## SOURCE RECORDS
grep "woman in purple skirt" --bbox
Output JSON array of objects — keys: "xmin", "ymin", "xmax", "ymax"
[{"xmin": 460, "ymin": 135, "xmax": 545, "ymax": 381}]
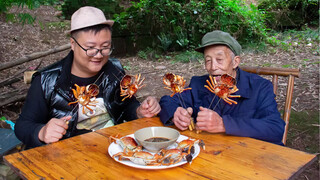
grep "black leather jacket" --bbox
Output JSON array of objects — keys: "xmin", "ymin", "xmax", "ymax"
[{"xmin": 22, "ymin": 51, "xmax": 140, "ymax": 143}]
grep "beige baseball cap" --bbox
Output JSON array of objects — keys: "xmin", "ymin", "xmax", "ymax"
[{"xmin": 70, "ymin": 6, "xmax": 114, "ymax": 32}]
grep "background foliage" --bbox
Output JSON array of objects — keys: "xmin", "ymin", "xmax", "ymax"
[{"xmin": 0, "ymin": 0, "xmax": 319, "ymax": 54}]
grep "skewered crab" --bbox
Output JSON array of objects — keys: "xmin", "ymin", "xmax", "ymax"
[
  {"xmin": 68, "ymin": 84, "xmax": 99, "ymax": 114},
  {"xmin": 163, "ymin": 73, "xmax": 191, "ymax": 97},
  {"xmin": 159, "ymin": 148, "xmax": 192, "ymax": 166},
  {"xmin": 177, "ymin": 138, "xmax": 205, "ymax": 154},
  {"xmin": 204, "ymin": 74, "xmax": 240, "ymax": 105},
  {"xmin": 109, "ymin": 134, "xmax": 142, "ymax": 152},
  {"xmin": 120, "ymin": 73, "xmax": 145, "ymax": 101},
  {"xmin": 112, "ymin": 151, "xmax": 161, "ymax": 166}
]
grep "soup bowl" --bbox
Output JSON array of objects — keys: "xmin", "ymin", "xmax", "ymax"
[{"xmin": 134, "ymin": 127, "xmax": 180, "ymax": 152}]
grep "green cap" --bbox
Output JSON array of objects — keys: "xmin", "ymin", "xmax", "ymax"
[{"xmin": 195, "ymin": 30, "xmax": 241, "ymax": 56}]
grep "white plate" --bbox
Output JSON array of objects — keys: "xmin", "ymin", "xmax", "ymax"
[{"xmin": 108, "ymin": 134, "xmax": 200, "ymax": 169}]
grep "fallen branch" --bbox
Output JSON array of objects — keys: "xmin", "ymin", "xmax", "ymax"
[
  {"xmin": 0, "ymin": 44, "xmax": 71, "ymax": 71},
  {"xmin": 0, "ymin": 61, "xmax": 42, "ymax": 87}
]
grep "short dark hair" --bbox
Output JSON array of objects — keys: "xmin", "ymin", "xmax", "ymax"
[{"xmin": 71, "ymin": 24, "xmax": 112, "ymax": 37}]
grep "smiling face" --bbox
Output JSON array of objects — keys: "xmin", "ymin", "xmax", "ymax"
[
  {"xmin": 70, "ymin": 29, "xmax": 111, "ymax": 78},
  {"xmin": 203, "ymin": 45, "xmax": 240, "ymax": 78}
]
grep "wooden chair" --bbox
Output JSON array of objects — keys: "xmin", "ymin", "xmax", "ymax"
[{"xmin": 240, "ymin": 66, "xmax": 301, "ymax": 144}]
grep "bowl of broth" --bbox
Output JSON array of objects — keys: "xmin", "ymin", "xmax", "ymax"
[{"xmin": 134, "ymin": 127, "xmax": 180, "ymax": 152}]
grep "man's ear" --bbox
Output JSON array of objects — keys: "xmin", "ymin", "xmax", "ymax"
[
  {"xmin": 233, "ymin": 56, "xmax": 241, "ymax": 69},
  {"xmin": 70, "ymin": 38, "xmax": 76, "ymax": 51}
]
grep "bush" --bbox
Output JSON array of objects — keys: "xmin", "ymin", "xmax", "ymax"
[
  {"xmin": 114, "ymin": 0, "xmax": 266, "ymax": 51},
  {"xmin": 0, "ymin": 0, "xmax": 58, "ymax": 24},
  {"xmin": 258, "ymin": 0, "xmax": 319, "ymax": 30}
]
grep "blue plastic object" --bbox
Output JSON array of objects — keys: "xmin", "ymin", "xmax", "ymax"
[{"xmin": 0, "ymin": 116, "xmax": 15, "ymax": 131}]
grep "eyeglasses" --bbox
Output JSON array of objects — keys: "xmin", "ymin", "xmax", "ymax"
[{"xmin": 71, "ymin": 37, "xmax": 113, "ymax": 57}]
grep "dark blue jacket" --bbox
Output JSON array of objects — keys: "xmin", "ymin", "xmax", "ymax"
[{"xmin": 159, "ymin": 69, "xmax": 285, "ymax": 145}]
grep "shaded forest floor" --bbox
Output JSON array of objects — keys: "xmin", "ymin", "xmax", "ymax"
[{"xmin": 0, "ymin": 6, "xmax": 319, "ymax": 179}]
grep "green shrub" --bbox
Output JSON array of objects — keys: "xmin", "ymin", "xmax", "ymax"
[
  {"xmin": 258, "ymin": 0, "xmax": 319, "ymax": 30},
  {"xmin": 0, "ymin": 0, "xmax": 58, "ymax": 24},
  {"xmin": 114, "ymin": 0, "xmax": 266, "ymax": 53}
]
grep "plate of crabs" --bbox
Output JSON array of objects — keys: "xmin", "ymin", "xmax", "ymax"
[{"xmin": 108, "ymin": 134, "xmax": 204, "ymax": 169}]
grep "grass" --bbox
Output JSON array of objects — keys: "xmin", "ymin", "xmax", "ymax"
[{"xmin": 287, "ymin": 110, "xmax": 319, "ymax": 153}]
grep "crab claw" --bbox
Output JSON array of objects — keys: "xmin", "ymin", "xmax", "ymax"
[{"xmin": 199, "ymin": 139, "xmax": 206, "ymax": 150}]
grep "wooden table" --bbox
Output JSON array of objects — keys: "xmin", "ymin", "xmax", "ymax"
[{"xmin": 4, "ymin": 118, "xmax": 317, "ymax": 180}]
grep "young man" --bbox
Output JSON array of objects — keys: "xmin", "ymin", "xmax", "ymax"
[
  {"xmin": 15, "ymin": 6, "xmax": 160, "ymax": 148},
  {"xmin": 159, "ymin": 31, "xmax": 285, "ymax": 144}
]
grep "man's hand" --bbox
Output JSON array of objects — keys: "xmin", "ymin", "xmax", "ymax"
[
  {"xmin": 172, "ymin": 107, "xmax": 193, "ymax": 130},
  {"xmin": 197, "ymin": 106, "xmax": 226, "ymax": 133},
  {"xmin": 137, "ymin": 96, "xmax": 161, "ymax": 118},
  {"xmin": 38, "ymin": 116, "xmax": 71, "ymax": 144}
]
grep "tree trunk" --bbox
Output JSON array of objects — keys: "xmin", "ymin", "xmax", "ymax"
[{"xmin": 0, "ymin": 44, "xmax": 71, "ymax": 71}]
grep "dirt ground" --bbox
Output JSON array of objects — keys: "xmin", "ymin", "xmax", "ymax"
[{"xmin": 0, "ymin": 6, "xmax": 319, "ymax": 179}]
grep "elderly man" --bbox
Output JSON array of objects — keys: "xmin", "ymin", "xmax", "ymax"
[
  {"xmin": 15, "ymin": 6, "xmax": 160, "ymax": 148},
  {"xmin": 159, "ymin": 31, "xmax": 285, "ymax": 144}
]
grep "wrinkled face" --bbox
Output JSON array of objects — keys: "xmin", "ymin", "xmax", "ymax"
[
  {"xmin": 203, "ymin": 45, "xmax": 240, "ymax": 78},
  {"xmin": 70, "ymin": 29, "xmax": 111, "ymax": 78}
]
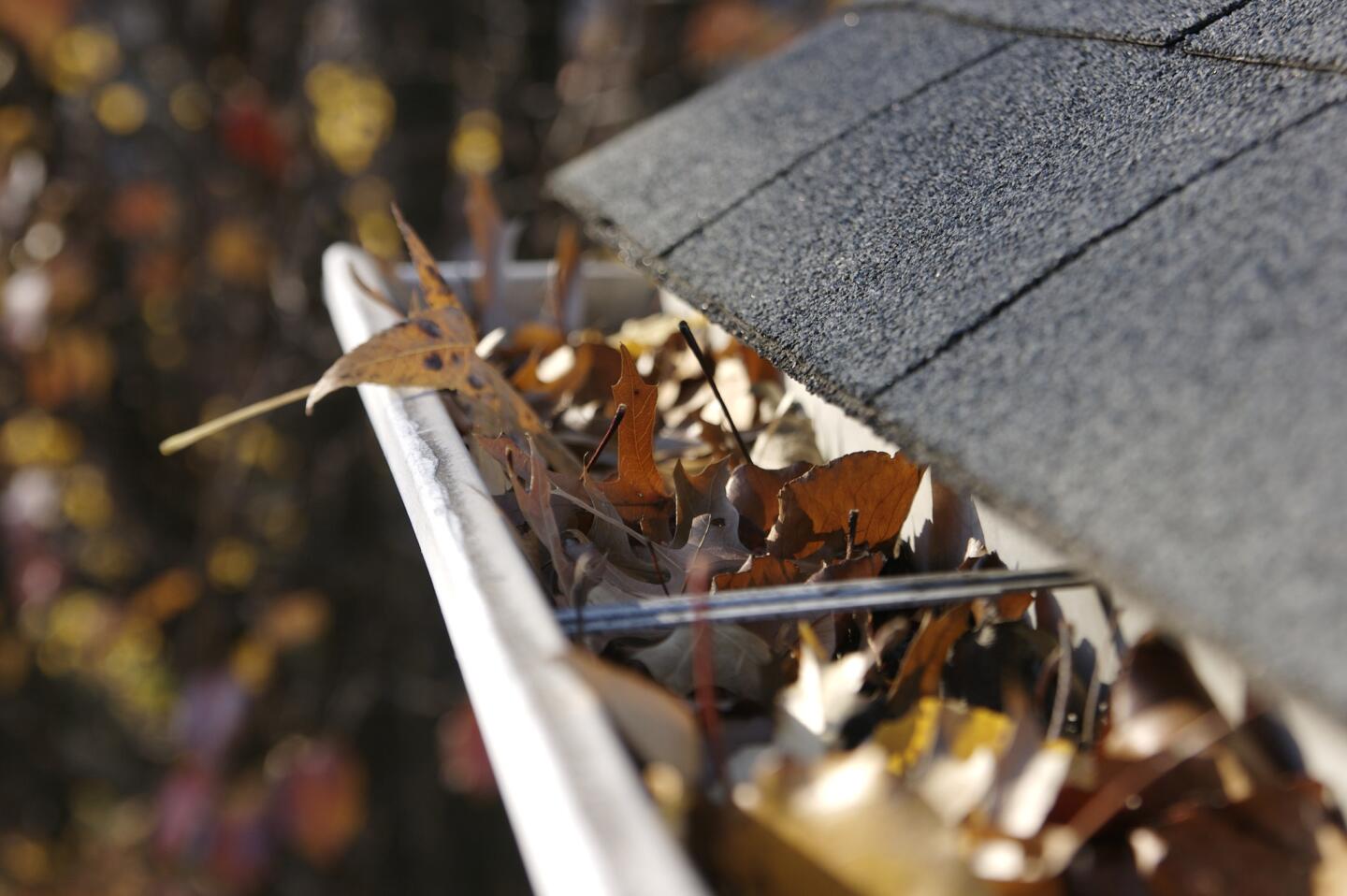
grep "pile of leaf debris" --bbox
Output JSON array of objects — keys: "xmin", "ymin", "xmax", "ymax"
[{"xmin": 168, "ymin": 202, "xmax": 1347, "ymax": 895}]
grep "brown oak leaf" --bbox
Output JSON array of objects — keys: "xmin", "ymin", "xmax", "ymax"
[
  {"xmin": 594, "ymin": 346, "xmax": 670, "ymax": 535},
  {"xmin": 768, "ymin": 452, "xmax": 921, "ymax": 557}
]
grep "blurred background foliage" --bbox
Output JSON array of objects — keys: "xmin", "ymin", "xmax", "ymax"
[{"xmin": 0, "ymin": 0, "xmax": 826, "ymax": 895}]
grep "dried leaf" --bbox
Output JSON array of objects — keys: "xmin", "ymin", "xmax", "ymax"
[
  {"xmin": 732, "ymin": 745, "xmax": 985, "ymax": 896},
  {"xmin": 889, "ymin": 605, "xmax": 973, "ymax": 707},
  {"xmin": 563, "ymin": 648, "xmax": 702, "ymax": 783},
  {"xmin": 393, "ymin": 205, "xmax": 466, "ymax": 311},
  {"xmin": 595, "ymin": 346, "xmax": 670, "ymax": 532},
  {"xmin": 713, "ymin": 556, "xmax": 808, "ymax": 591},
  {"xmin": 673, "ymin": 456, "xmax": 740, "ymax": 545},
  {"xmin": 725, "ymin": 461, "xmax": 814, "ymax": 548},
  {"xmin": 628, "ymin": 625, "xmax": 772, "ymax": 701},
  {"xmin": 768, "ymin": 452, "xmax": 921, "ymax": 556}
]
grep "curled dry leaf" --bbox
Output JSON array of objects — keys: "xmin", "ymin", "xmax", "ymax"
[
  {"xmin": 594, "ymin": 346, "xmax": 670, "ymax": 532},
  {"xmin": 304, "ymin": 215, "xmax": 579, "ymax": 470},
  {"xmin": 889, "ymin": 605, "xmax": 973, "ymax": 707},
  {"xmin": 563, "ymin": 648, "xmax": 702, "ymax": 783},
  {"xmin": 726, "ymin": 461, "xmax": 814, "ymax": 548},
  {"xmin": 628, "ymin": 625, "xmax": 772, "ymax": 702},
  {"xmin": 768, "ymin": 452, "xmax": 921, "ymax": 556},
  {"xmin": 713, "ymin": 556, "xmax": 809, "ymax": 591}
]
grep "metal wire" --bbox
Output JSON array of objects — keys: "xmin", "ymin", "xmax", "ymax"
[{"xmin": 557, "ymin": 569, "xmax": 1094, "ymax": 635}]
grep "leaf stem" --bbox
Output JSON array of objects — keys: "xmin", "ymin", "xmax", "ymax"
[{"xmin": 159, "ymin": 383, "xmax": 316, "ymax": 456}]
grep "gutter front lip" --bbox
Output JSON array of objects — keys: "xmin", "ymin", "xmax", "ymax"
[{"xmin": 324, "ymin": 244, "xmax": 706, "ymax": 896}]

## GOAL
List each line in the rows above that contains the word "background".

## WRITTEN RESPONSE
grep "background foliage" --bbox
grep "blurred background foliage" --bbox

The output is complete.